Record excerpts below:

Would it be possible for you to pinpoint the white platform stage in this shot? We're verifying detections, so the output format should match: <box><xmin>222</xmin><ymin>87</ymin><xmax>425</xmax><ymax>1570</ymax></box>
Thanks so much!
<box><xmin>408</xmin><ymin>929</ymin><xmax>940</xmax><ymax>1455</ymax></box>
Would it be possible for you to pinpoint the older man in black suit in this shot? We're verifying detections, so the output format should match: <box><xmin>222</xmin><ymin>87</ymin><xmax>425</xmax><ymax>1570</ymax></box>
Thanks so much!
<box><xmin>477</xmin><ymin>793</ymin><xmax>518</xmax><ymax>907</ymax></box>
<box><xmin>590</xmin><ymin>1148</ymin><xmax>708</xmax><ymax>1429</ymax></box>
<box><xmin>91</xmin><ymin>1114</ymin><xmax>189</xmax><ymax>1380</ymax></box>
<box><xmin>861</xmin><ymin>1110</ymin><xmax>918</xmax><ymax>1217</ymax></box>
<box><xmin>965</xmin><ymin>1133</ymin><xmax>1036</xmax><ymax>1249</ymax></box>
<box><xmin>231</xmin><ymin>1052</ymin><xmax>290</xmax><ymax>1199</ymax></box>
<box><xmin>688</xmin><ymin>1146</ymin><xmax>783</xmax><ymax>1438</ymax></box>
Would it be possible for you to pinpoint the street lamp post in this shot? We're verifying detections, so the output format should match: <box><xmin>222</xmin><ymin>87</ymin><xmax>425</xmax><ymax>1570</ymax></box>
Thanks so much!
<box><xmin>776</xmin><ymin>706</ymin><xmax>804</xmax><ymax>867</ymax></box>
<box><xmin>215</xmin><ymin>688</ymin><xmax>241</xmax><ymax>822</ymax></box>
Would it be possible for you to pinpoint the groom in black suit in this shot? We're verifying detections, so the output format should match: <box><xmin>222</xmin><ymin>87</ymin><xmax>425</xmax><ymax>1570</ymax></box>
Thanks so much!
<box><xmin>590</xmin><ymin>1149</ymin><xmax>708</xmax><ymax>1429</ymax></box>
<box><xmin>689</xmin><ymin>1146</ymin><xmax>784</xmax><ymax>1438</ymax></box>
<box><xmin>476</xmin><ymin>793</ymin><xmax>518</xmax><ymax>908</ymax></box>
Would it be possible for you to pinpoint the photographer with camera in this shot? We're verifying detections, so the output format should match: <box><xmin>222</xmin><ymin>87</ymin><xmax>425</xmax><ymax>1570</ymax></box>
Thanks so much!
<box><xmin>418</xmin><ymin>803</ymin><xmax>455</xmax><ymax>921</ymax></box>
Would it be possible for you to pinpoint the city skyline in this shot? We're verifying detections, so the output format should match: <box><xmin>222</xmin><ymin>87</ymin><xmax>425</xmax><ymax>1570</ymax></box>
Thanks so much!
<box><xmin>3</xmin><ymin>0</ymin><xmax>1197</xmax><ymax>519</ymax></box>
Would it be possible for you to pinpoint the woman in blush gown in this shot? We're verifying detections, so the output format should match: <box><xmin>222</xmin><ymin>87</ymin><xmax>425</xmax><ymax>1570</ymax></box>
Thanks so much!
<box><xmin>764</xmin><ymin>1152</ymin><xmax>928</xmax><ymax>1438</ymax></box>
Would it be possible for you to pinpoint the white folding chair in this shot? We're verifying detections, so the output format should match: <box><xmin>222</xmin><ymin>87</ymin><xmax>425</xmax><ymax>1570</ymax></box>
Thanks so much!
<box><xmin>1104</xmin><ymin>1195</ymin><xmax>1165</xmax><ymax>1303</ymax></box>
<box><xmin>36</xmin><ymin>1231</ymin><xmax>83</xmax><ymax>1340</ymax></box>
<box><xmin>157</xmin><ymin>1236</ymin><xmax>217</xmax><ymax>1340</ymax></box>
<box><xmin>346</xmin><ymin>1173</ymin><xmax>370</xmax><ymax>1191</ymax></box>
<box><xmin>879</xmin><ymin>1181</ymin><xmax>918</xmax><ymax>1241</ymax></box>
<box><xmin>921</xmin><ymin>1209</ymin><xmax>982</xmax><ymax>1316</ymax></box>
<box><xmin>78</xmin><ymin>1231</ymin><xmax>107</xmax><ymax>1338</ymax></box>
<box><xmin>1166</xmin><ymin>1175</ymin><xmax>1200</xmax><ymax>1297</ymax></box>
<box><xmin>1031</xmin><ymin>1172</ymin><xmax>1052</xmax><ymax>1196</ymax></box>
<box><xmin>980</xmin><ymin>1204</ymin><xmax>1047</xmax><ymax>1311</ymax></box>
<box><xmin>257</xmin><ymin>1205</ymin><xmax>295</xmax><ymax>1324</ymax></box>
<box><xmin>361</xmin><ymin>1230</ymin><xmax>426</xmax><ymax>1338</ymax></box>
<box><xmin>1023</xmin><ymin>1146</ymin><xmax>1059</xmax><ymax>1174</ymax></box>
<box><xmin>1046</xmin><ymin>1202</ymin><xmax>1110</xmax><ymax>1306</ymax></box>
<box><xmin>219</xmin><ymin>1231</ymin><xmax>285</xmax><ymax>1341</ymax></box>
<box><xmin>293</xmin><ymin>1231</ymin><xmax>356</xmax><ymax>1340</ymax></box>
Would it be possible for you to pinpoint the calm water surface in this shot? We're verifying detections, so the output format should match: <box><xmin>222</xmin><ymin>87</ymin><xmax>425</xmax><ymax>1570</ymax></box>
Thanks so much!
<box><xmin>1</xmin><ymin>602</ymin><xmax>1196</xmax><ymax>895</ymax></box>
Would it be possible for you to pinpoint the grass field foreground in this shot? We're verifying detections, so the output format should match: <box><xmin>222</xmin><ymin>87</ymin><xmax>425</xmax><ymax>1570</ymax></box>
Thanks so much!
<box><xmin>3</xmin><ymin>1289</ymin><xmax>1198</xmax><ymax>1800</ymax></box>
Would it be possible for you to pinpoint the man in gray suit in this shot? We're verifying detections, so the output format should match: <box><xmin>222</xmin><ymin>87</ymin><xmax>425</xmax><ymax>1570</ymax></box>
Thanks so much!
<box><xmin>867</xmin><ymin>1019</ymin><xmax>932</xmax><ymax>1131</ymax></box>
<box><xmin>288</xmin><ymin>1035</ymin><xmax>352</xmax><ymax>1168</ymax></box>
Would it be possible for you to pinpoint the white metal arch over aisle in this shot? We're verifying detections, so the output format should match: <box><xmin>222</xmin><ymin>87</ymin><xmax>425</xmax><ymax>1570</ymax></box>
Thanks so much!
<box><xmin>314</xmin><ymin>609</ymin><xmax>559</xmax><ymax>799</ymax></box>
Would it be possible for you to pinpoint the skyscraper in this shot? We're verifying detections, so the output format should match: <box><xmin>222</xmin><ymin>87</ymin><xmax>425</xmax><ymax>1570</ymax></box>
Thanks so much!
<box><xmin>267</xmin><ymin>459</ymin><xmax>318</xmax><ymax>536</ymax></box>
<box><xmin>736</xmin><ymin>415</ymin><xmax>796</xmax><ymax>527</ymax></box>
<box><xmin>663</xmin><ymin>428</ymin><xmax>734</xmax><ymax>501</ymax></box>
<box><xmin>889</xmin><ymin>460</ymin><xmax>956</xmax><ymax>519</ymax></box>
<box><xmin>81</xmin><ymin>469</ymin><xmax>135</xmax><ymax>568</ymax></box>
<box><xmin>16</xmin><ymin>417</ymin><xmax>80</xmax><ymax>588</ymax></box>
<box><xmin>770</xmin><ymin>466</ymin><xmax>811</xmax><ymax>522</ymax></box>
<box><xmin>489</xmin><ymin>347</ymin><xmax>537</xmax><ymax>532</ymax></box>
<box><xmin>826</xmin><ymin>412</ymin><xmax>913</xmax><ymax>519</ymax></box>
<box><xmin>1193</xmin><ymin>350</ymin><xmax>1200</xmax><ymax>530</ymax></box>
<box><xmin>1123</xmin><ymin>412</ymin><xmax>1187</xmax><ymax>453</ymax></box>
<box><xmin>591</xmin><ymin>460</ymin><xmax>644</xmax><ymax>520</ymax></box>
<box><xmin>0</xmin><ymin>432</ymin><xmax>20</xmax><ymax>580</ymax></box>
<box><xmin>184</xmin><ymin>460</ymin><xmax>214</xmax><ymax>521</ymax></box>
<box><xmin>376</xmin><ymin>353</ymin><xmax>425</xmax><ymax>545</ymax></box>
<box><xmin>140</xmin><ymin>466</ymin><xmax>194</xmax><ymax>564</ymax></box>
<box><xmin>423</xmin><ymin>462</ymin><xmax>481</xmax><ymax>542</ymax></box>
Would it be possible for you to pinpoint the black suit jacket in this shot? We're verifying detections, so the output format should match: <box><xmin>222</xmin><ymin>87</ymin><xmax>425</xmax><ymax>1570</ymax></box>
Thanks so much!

End of Record excerpts.

### Task details
Reproduce verbatim the range of lines that opens the records and closes with the line containing "Would it be possible for you to pinpoint the older". Omit everything after it.

### Output of the task
Would it be possible for you to pinpoint the white platform stage in this shot? We're verifying detections, so the output format should match: <box><xmin>222</xmin><ymin>87</ymin><xmax>425</xmax><ymax>1570</ymax></box>
Thanks so much!
<box><xmin>408</xmin><ymin>929</ymin><xmax>940</xmax><ymax>1455</ymax></box>
Would it be possible for you to pinpoint the older man in black suit in this shot? We're verifying detections, so the output format should match: <box><xmin>222</xmin><ymin>87</ymin><xmax>425</xmax><ymax>1570</ymax></box>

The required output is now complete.